##### PROVIDED ENTRIES #####

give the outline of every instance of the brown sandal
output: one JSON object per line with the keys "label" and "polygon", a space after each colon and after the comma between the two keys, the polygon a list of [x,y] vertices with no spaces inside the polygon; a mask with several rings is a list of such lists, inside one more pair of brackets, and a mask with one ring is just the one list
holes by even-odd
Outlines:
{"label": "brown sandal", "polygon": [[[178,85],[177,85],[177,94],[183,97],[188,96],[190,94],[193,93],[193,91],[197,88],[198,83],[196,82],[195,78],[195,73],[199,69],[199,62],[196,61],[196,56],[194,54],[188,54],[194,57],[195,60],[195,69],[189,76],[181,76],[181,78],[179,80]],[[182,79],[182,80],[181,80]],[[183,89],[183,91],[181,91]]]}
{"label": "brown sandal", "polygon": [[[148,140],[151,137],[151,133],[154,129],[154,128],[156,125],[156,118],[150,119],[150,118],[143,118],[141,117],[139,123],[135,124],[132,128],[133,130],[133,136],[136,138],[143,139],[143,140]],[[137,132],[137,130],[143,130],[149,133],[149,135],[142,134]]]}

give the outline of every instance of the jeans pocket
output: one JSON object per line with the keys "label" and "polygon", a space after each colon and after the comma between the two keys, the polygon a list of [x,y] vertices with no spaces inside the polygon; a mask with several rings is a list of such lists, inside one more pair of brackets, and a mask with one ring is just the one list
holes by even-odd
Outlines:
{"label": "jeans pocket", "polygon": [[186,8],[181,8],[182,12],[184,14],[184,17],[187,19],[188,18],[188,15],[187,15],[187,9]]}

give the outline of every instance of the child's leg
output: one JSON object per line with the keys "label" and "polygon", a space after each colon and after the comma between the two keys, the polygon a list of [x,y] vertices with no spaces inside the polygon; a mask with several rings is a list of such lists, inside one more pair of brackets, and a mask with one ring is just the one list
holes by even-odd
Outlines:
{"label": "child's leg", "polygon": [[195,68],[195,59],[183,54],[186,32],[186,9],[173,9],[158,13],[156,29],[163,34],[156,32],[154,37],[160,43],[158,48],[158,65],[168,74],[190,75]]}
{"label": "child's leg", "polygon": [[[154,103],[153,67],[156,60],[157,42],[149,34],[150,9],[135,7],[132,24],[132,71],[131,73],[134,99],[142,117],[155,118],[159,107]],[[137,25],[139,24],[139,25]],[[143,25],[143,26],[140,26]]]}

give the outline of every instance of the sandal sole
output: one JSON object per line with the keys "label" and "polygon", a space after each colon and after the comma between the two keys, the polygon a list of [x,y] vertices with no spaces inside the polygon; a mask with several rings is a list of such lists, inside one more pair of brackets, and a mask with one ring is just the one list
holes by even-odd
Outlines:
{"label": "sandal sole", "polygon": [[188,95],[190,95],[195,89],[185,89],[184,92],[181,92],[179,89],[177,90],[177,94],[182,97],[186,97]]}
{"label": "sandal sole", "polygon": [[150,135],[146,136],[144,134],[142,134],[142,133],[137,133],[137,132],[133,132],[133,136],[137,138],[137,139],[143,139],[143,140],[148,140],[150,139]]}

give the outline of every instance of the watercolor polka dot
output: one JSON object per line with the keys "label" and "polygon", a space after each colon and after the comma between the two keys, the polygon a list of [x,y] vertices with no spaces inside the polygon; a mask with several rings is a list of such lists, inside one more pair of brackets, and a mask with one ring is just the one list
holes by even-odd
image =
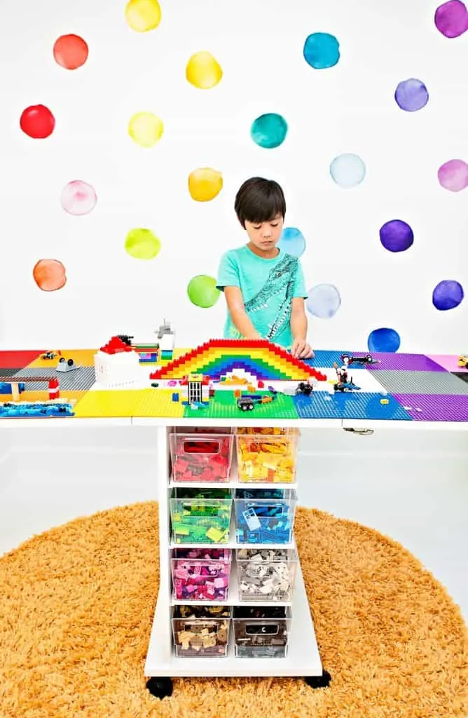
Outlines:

#####

Copy every entry above verbatim, but leave out the picture.

give the outline of every instance of the brown sandal
output: one JSON object per line with the keys "label" and "polygon", a space after each colon and after the comma between the two keys, the polygon a list of [x,y] vertices with no spaces inside the polygon; a mask with several rings is a list of such lists, inside one more pair of brackets, and a mask with one ring is just the one list
holes by even-odd
Outlines:
{"label": "brown sandal", "polygon": [[[178,85],[177,85],[177,94],[183,97],[188,96],[190,94],[193,93],[193,91],[197,88],[198,83],[196,82],[195,78],[195,73],[199,69],[199,62],[196,61],[196,56],[194,54],[188,54],[194,57],[195,60],[195,69],[189,76],[181,76],[181,78],[179,80]],[[182,79],[182,80],[181,80]],[[183,89],[183,91],[181,91]]]}
{"label": "brown sandal", "polygon": [[[148,140],[151,137],[151,133],[154,129],[154,128],[156,125],[156,118],[150,119],[150,118],[143,118],[141,117],[139,123],[135,124],[132,128],[133,130],[133,136],[136,138],[143,139],[143,140]],[[137,132],[137,130],[143,130],[149,133],[149,135],[142,134]]]}

give the outline of every instance of the jeans pocket
output: one JSON object per line with the keys "label" and "polygon", a space after each colon and after the comma between the two keys, the polygon a list of [x,y] vertices with no spaces inside the polygon; a mask with several rings is a list of such lists, inside one more pair of brackets, and a mask with one ring is just the one list
holes by even-odd
Outlines:
{"label": "jeans pocket", "polygon": [[186,8],[181,8],[182,12],[184,14],[184,17],[187,19],[188,18],[188,15],[187,15],[187,9]]}

give the outline of every instance of the child's leg
output: one JSON object per line with the keys "label" and "polygon", a space after each colon and after the comma between the two keys, the polygon a list of [x,y] vertices with no spaces inside the polygon; a mask with several rings is a list of such lists, inside one more pair of brackets, and a mask with one ring is just the one list
holes by even-odd
Outlines:
{"label": "child's leg", "polygon": [[195,68],[195,59],[183,54],[186,32],[186,9],[173,9],[158,13],[156,29],[163,34],[156,32],[154,37],[160,43],[158,48],[158,65],[168,74],[190,75]]}
{"label": "child's leg", "polygon": [[[154,103],[153,67],[156,60],[157,42],[149,34],[150,9],[135,7],[132,24],[132,71],[131,73],[134,99],[142,117],[155,118],[159,107]],[[137,25],[139,24],[139,25]],[[143,25],[143,26],[140,26]]]}

give the outline of every instance of the sandal sole
output: one JSON object per line with the keys "label" and "polygon", a space after each colon and after the comma between the two keys, the polygon a list of [x,y] vertices with no spaces inside the polygon; a mask with several rings is a list of such lists, inside one more pair of brackets, and a mask with one ring is just the one list
holes by even-odd
Outlines:
{"label": "sandal sole", "polygon": [[188,95],[190,95],[195,89],[185,89],[184,92],[181,92],[179,89],[177,90],[177,94],[182,97],[186,97]]}
{"label": "sandal sole", "polygon": [[150,135],[146,136],[144,134],[142,134],[142,133],[137,133],[137,132],[133,132],[133,136],[137,138],[137,139],[143,139],[143,140],[148,140],[150,139]]}

give the outline of every instance of the watercolor polka dot
output: one JSON object per line with the keys "label" and "polygon", a space after each colon and after the comma between the two keys, the polygon a list of [x,y] vertices with no spaces inside the polygon; a mask with several rings is a list of such lists, inside one more pair of brackets, and a mask with one ring is just the one list
holes by even-odd
image =
Outlines:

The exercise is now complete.